◆ SELECTED TEXT:
┌────────

At the start of the novel, Tiffany is working as a massage therapist at The Kundalini Spa. This aspect of the novel is probably the most autobiographical. I have been a massage therapist for the past nine years, and for seven of those years I worked part time for two different spas. Tiffany shares many of my frustrations with my jobs, such as the often boring and repetitive nature of giving relaxation massages to tourists who don’t want to talk about themselves and just want to lie down and get their massage without making a connection with the therapist. Don’t get me wrong: most of my fellow therapists loved this, but it bugged me and it bugs Tiffany.

Part of the reason it bothers Tiffany is that massage was not her first career choice. She was an artist. Soon after the novel opens, she realizes that she wants to reclaim that aspect of herself. She decides to become a fashion designer. I am not sure really why I chose this path for her. As she is the most autobiographical character in the novel, I suppose it was a parallel track to deciding to write. I know one fashion designer pretty well, but she has gone about her career very differently from the way my character decides to do it. This choice is more modeled on a friend who is a graphic designer, and what I knew about her schooling.

└────────

◆ INPUT DATA:

┌────────

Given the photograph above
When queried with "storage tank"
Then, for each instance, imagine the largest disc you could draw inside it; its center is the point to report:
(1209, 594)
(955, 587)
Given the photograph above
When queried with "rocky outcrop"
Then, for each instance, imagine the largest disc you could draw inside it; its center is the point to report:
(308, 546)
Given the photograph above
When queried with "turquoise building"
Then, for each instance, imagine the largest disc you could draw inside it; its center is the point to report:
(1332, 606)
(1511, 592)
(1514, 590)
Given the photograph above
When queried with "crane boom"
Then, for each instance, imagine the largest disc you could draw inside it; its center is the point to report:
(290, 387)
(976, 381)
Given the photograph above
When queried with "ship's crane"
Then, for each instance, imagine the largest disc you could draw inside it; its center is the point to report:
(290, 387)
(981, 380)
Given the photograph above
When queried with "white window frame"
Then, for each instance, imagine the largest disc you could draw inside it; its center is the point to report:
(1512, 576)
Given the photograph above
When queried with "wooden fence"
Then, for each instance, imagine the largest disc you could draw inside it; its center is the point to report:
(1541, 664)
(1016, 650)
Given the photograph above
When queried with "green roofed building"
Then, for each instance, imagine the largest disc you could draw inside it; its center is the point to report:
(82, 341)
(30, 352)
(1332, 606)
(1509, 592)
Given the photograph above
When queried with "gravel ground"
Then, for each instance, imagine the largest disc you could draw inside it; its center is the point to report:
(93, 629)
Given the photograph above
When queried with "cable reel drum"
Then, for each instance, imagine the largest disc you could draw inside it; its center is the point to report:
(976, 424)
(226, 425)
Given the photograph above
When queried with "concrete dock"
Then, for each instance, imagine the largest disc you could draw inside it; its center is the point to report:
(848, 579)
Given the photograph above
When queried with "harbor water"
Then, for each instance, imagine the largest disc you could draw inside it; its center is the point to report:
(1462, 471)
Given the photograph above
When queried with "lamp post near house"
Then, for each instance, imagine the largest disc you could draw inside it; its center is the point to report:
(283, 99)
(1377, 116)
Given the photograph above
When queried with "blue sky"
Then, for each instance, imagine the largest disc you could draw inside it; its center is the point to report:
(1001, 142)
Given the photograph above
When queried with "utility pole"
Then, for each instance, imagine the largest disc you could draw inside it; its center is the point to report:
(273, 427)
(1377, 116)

└────────

◆ PROBLEM: Using the passage about Tiffany's career, explain in one to three sentences why giving relaxation massages at the spa bothers her.

◆ ANSWER TO THE PROBLEM: The work is often boring and repetitive, since the tourists she massages don't want to talk about themselves and only want their massage without connecting with the therapist. Part of the reason it bothers her is that massage was not her first career choice: she was an artist.